Natural-language object grounding data:
____________

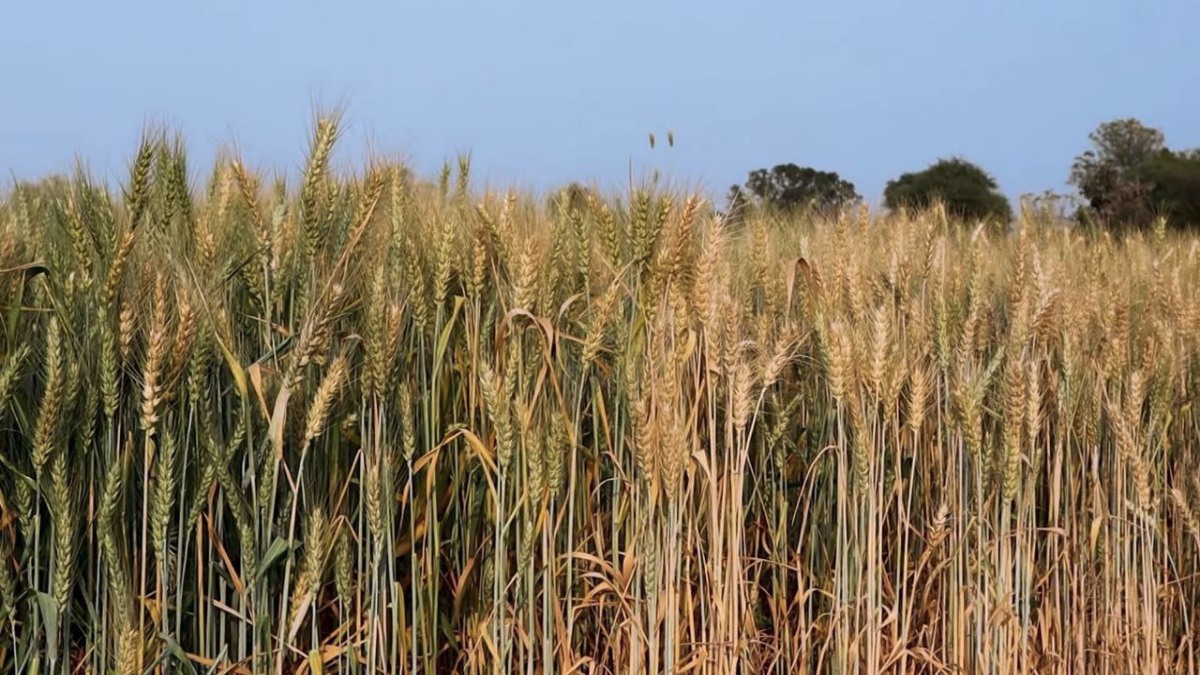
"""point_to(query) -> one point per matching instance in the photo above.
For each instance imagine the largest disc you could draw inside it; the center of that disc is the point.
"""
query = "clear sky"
(545, 91)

____________

_Problem statement_. Give back every record precisely as it stands, without the images.

_Response to the exercise_.
"""point_to(query) -> one point per matching instance in the photo above.
For each instance imagine the largest disc you could draw inside it; the center of that disc is the point.
"""
query = "clear sky"
(545, 91)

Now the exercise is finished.